### The problem
Rewrite the listing below from the line containing "In this exercise you will tag the purple" down to the end of the listing, requests included. Shift every point coordinate in the answers up by 113, and leave the requests and their sample points unchanged.

Dataset rows:
⟨

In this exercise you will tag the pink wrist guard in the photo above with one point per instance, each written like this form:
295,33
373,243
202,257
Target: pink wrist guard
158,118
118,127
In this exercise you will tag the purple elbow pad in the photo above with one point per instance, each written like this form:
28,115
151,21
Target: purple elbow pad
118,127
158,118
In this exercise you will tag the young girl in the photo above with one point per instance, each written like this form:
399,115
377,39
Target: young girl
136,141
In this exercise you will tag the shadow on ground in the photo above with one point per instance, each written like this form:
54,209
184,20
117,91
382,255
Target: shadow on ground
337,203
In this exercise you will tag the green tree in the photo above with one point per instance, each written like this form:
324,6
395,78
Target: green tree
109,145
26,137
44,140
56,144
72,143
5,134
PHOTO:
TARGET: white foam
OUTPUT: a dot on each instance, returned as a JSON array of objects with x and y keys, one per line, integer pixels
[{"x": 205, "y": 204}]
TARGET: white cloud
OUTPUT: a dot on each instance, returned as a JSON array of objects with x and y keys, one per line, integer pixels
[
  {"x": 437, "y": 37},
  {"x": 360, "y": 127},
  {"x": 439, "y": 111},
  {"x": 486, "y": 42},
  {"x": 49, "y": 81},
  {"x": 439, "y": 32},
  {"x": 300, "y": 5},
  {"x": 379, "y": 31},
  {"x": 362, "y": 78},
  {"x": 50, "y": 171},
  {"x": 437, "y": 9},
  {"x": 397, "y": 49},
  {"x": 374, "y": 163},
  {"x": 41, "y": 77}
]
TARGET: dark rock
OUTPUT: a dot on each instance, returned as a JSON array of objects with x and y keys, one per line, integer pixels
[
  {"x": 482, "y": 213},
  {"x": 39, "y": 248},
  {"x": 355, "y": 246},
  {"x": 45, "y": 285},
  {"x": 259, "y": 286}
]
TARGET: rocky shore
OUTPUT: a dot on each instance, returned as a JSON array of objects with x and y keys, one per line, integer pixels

⟩

### Final result
In this exercise you will tag the purple elbow pad in the photo above with one point per instance, each written like this form:
28,115
151,21
Target: purple elbow pad
231,240
271,231
In this exercise you will tag the young girl in the photo above with one point per instance, each written like this form:
399,115
377,39
Target: young girl
249,254
In this exercise you will tag the shadow on ground in the photo above with one point per instance, each written like this form:
54,209
184,20
117,91
382,255
Target: shadow on ground
450,316
In this exercise you will tag the green tree in the photo above with one point per instance, each written like this form:
324,6
395,78
Target: green tree
222,258
139,250
157,253
169,257
185,256
118,247
PHOTO:
TARGET: white foam
OUTPUT: a dot on each instance, returned as a JSON array of objects with x and y keys, one per line, integer pixels
[{"x": 318, "y": 317}]
TARGET: white cloud
OUTPUT: a dot on each instance, returned as a JSON array of objects with x and y keys, one per line, integer pixels
[
  {"x": 550, "y": 150},
  {"x": 473, "y": 240},
  {"x": 552, "y": 224},
  {"x": 599, "y": 155},
  {"x": 162, "y": 194},
  {"x": 552, "y": 145},
  {"x": 413, "y": 118},
  {"x": 492, "y": 144},
  {"x": 475, "y": 191},
  {"x": 163, "y": 284},
  {"x": 550, "y": 122},
  {"x": 510, "y": 162},
  {"x": 487, "y": 276},
  {"x": 154, "y": 190}
]
TARGET: dark rock
OUTPUT: a dot on each instance, returned as a JSON array of objects with x and y keys, one per line, integer pixels
[
  {"x": 595, "y": 326},
  {"x": 152, "y": 361},
  {"x": 468, "y": 359},
  {"x": 158, "y": 398},
  {"x": 372, "y": 399}
]
TARGET: rocky shore
OUTPUT: a dot on each instance, returned as a JSON array of objects with x and y keys, one per line, integer pixels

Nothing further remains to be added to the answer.